Texto apresentado -
....

Tratando-se de uma lei que não é só um conjunto de previsões contabilísticas (STC 65/1987, fundamento jurídico 4º), mas também um veículo de direcção e orientação da política económica que corresponde ao Governo, não só pode - e deve - conter a previsão de receitas e as autorizações de despesas, como também pode estabelecer «disposições de carácter geral em matérias próprias da lei ordinária estatal (com excepção do disposto no número 7º do artigo 134º da C.E.) que tenham directa relação com as previsões de receitas e as autorizações de despesas do Orçamento ou com os critérios de política económica geral em que se sustentam» (STC 63/1986, fundamento jurídico 12). Assim pois, as leis anuais de Orçamento têm um conteúdo mínimo, necessário e indisponível (STC
65/1987, fundamento jurídico 4º), constituído pela expressão contabilizada de receitas e a autorização de despesas, e um conteúdo possível, não necessário e eventual que pode afectar matérias diversas desse núcleo essencial constituído pela previsão de receitas e autorização de despesas.
[...]
Em suma e com base na doutrina exposta devemos concluir que para que a regulamentação, por uma Lei do Orçamento, de uma matéria diferente do seu núcleo mínimo, necessário e indisponível (previsão das receitas e autorização de despesas) seja constitucionalmente legítima é necessário que essa matéria tenha relação directa com as despesas e receitas que integram o Orçamento ou com os critérios de política económica de que esse Orçamento é instrumento e que, para além disso, a sua inclusão na dita lei esteja justificada, no sentido de que seja um complemento necessário para a melhor compreensão e para a melhor e mais eficaz execução do Orçamento e, em geral, da política económica do Governo.
O cumprimento destas duas condições resulta, pois, necessário para justificar a restrição das competências do poder legislativo, própria das Leis de Orçamento, e para salvaguardar a segurança jurídica que é garantida pelo artigo 9º, nº 3 da C. E., isto é, a certeza do Direito que exige que uma lei de conteúdo constitucionalmente definido, como é a Lei do Orçamento Geral, não contenha mais disposições do que as que correspondem à sua função constitucional
(artigos 66, nº 2, e 134º, nº 2, da C. E.).
37. Também a jurisprudência constitucional francesa tem, de forma constante, adoptado uma posição restritiva quanto a estas matérias estranhas ao conteúdo essencial da Lei do Orçamento, só as admitindo quando se verifique uma conexão, no seu alcance e conteúdo, com as matérias financeiras e fiscais próprias daquela lei; e, em consequência, tem declarado inconstitucionais todas as normas constantes de Leis do Orçamento que não possuam por si próprias, pelo seu objecto e conteúdo, conexão directa com o conteúdo das Leis do Orçamento, constitucionalmente definido.

....

Tarefa 1 -
Com base no texto apresentado, responda:
(a) Que decisão, com o respetivo fundamento jurídico, é citada para afirmar que a Lei do Orçamento não é só um conjunto de previsões contabilísticas?
(b) Que artigo da C.E. garante a segurança jurídica?
(c) De que país é a jurisprudência constitucional também descrita como restritiva quanto a matérias estranhas à Lei do Orçamento?
Tarefa 2 - Enumere todas as disposições da C.E. citadas no texto apresentado.

....

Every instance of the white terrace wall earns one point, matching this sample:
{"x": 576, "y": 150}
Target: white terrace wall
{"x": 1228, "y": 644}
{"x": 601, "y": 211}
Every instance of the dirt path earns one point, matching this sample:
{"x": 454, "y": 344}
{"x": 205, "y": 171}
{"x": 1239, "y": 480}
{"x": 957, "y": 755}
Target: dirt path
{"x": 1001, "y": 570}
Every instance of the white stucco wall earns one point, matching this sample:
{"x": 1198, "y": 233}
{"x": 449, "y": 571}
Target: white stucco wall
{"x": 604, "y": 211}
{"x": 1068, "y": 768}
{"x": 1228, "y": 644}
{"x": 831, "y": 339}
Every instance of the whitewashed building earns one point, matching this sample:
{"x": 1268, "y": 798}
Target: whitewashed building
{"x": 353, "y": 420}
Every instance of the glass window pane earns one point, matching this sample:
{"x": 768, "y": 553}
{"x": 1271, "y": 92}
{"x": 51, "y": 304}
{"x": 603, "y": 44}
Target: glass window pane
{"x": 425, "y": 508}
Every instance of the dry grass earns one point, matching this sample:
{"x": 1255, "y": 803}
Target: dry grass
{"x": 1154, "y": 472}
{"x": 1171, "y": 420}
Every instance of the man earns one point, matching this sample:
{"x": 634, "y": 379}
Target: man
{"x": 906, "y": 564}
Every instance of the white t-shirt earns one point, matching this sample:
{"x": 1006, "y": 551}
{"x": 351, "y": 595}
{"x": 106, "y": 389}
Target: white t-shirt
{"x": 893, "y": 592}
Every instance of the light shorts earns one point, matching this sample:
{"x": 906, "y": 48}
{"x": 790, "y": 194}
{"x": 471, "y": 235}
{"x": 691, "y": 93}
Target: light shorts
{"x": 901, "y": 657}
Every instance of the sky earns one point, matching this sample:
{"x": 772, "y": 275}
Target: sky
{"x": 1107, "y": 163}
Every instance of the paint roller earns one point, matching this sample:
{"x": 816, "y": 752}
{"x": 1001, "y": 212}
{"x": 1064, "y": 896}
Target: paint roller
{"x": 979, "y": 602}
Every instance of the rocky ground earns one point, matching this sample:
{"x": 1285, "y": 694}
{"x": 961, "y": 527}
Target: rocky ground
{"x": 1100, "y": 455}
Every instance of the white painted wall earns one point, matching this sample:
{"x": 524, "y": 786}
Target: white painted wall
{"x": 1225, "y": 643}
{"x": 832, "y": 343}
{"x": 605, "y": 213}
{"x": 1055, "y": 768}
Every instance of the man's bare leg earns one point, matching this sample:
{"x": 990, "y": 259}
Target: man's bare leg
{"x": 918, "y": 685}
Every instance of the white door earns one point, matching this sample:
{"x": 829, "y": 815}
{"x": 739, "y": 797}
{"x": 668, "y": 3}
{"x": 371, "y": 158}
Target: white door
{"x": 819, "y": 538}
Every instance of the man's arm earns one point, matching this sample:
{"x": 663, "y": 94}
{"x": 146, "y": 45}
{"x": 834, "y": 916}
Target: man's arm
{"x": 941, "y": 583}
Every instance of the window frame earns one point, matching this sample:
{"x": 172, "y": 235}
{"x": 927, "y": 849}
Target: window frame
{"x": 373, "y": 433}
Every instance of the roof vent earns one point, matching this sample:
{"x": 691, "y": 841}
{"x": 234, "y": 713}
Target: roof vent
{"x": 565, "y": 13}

....

Solução completa 1 -
(a) STC 65/1987, fundamento jurídico 4º.
(b) O artigo 9º, nº 3 da C.E.
(c) França.

Solução completa 2 -
- número 7º do artigo 134º
- artigo 9º, nº 3
- artigo 66, nº 2
- artigo 134º, nº 2